(Collection entries)
+++++

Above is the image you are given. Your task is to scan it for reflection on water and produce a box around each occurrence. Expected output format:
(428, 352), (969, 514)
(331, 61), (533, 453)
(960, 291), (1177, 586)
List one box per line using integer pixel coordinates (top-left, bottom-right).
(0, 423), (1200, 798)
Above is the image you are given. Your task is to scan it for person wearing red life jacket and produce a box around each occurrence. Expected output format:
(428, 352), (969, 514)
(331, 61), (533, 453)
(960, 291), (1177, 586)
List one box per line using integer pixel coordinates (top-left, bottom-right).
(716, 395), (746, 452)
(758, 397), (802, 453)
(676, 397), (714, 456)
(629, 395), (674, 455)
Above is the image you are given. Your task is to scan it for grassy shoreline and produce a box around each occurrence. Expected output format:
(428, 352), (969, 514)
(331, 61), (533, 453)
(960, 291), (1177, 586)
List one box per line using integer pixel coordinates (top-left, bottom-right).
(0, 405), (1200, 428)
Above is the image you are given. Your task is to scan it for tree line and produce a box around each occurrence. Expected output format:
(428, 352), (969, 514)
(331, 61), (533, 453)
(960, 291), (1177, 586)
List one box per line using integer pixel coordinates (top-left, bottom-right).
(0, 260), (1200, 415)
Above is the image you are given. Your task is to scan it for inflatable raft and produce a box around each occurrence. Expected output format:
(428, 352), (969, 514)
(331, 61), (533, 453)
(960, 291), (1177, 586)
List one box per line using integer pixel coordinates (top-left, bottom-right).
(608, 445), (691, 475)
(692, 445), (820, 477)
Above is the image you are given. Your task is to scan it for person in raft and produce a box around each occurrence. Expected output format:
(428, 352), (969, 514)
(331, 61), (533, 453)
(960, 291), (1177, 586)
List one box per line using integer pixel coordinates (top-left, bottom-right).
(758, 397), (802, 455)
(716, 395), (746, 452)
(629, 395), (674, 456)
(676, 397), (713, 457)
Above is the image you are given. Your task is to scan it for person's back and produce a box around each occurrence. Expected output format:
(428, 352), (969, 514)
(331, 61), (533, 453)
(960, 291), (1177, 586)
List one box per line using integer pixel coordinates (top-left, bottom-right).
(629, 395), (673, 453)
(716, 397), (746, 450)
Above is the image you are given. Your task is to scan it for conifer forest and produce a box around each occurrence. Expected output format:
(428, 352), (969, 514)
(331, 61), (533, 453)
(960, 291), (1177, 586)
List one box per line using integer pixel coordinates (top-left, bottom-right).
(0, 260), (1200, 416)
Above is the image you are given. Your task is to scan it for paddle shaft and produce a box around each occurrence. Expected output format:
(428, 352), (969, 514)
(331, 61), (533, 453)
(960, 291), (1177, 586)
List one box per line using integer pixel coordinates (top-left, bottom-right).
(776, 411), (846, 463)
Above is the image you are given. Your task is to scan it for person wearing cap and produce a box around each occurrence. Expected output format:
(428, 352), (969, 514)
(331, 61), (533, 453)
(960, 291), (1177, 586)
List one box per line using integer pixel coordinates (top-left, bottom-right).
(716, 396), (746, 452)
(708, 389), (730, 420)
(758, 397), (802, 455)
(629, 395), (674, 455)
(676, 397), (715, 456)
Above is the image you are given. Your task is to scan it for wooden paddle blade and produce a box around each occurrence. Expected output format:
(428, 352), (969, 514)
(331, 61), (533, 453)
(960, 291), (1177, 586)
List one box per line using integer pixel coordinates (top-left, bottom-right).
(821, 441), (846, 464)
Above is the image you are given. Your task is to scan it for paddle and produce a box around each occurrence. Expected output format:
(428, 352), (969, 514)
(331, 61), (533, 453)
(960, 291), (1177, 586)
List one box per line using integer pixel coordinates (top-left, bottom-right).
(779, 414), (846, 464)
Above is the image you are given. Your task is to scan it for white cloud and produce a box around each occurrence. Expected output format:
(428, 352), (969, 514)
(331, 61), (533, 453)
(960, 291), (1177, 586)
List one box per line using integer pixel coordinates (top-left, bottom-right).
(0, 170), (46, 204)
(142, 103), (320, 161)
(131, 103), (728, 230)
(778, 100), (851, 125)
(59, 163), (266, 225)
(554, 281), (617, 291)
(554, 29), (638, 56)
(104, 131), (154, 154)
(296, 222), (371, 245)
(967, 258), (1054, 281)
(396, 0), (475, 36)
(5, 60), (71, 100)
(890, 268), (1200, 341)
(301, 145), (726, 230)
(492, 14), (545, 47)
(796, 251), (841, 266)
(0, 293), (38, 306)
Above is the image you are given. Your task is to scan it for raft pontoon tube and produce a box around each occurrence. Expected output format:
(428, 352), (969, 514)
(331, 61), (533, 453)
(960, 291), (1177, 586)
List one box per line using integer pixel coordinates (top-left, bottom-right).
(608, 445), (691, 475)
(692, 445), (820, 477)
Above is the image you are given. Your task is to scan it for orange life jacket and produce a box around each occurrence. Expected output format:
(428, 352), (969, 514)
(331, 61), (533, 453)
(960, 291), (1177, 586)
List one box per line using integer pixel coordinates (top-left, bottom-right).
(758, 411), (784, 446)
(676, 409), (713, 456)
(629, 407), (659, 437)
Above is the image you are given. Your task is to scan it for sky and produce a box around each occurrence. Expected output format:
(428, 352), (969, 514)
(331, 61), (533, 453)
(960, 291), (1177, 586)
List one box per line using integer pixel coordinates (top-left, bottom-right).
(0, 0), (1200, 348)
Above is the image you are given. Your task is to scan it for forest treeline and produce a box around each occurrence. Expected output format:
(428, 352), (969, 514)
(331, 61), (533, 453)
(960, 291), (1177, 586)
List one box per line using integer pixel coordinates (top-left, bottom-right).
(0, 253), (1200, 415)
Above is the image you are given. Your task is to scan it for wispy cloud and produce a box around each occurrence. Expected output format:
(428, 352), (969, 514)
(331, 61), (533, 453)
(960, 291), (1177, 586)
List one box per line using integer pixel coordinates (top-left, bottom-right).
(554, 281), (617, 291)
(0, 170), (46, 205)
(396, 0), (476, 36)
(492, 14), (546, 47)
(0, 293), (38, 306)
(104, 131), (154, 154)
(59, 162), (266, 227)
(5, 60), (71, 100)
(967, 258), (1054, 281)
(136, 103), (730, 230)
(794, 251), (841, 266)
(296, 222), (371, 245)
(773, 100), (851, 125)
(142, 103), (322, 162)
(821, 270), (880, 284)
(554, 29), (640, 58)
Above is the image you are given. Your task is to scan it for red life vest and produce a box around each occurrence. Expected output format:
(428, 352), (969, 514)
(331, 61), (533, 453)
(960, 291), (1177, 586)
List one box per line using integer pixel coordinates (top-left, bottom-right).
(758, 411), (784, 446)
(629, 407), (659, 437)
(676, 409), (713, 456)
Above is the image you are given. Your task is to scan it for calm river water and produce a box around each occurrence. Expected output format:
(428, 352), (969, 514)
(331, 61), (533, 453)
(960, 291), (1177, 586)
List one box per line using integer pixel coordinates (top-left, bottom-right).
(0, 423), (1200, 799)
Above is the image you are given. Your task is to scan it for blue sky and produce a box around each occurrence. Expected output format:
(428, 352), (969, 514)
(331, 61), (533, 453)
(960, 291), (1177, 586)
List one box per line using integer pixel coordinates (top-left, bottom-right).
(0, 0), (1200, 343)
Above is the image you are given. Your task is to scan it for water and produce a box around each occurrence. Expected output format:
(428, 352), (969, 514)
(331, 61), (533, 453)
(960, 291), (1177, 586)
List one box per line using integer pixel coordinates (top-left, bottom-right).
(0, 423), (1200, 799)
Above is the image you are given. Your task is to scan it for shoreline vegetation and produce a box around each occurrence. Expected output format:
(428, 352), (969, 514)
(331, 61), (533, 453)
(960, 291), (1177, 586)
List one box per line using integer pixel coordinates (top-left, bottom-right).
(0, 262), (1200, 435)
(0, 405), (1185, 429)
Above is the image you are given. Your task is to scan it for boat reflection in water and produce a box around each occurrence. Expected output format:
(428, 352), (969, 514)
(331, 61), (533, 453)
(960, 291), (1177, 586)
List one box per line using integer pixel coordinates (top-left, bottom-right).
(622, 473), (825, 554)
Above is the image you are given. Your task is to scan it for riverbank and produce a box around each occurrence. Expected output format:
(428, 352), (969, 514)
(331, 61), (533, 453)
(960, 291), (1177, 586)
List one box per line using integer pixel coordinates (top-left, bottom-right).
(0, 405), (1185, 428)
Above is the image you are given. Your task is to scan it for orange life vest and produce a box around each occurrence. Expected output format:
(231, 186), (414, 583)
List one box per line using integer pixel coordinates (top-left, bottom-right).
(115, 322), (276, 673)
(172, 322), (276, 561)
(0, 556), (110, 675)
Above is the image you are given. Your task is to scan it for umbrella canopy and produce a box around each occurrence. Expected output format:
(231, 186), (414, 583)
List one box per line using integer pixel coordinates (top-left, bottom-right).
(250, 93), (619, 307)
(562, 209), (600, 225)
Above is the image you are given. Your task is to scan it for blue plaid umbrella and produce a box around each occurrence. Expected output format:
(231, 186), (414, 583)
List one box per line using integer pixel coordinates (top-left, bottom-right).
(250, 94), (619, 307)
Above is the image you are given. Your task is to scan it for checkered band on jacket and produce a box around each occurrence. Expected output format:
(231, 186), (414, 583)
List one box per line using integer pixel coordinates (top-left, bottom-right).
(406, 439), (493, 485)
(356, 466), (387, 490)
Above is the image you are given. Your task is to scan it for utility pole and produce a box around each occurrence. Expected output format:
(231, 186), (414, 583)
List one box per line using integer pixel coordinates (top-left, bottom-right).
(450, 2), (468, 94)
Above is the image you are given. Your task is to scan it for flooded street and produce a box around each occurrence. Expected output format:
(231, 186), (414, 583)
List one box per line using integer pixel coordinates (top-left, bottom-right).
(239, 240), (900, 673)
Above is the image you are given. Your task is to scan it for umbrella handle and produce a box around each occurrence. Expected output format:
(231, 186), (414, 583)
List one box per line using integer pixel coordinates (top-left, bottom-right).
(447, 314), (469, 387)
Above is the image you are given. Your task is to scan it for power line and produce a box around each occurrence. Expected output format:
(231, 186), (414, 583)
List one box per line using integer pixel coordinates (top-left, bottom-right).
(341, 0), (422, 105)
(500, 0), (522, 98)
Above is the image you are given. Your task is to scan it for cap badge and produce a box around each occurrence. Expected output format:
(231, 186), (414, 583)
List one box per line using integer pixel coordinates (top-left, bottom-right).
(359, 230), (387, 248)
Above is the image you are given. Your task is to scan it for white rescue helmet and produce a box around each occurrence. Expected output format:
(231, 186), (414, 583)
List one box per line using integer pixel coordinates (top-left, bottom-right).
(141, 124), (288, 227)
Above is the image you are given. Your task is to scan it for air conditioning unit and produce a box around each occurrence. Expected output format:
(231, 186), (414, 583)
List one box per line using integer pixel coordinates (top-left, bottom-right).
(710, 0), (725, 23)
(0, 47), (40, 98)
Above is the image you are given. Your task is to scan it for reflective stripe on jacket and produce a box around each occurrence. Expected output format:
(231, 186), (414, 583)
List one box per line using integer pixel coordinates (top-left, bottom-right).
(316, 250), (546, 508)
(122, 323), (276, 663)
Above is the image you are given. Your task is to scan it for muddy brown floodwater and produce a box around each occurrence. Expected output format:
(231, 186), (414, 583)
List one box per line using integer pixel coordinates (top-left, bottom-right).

+++++

▸ **PROBLEM TO SOLVE**: Change "produce" to "draw" in everything from the line that contains "for paddle shaft" down to the line that contains "(779, 414), (846, 464)", and leave all else in those lines unchanged.

▸ **THE RESPONSE**:
Above is the image you are given. Your task is to scan it for paddle shaft and draw a box around each occurrence. Expected output format:
(428, 352), (969, 514)
(331, 61), (533, 453)
(960, 291), (1177, 586)
List one box per line using integer pixel coordinates (top-left, bottom-right).
(776, 411), (846, 463)
Above is the image you are given. Your task is to scan it for person wearing cap and draw a box around each occurrence. Expected output format:
(428, 352), (969, 514)
(331, 61), (533, 453)
(960, 291), (1177, 586)
List one box per line using integer pixel coordinates (top-left, bottom-right).
(716, 396), (746, 452)
(708, 389), (730, 420)
(758, 397), (802, 455)
(629, 395), (674, 455)
(676, 397), (715, 456)
Above is the image you are given. Your task is to scan it for wooden paddle blade and draw a box around each occurrence. Expected output format:
(428, 352), (969, 514)
(331, 61), (533, 453)
(960, 291), (1177, 586)
List one box per line using integer pixel coordinates (top-left, bottom-right).
(821, 441), (846, 464)
Above is the image you are given. Your task is to scan it for paddle and draw a box around each occurrence. Expected output format:
(428, 352), (969, 514)
(331, 61), (533, 453)
(960, 291), (1177, 586)
List one box per line using integer pixel coordinates (top-left, bottom-right).
(779, 414), (846, 464)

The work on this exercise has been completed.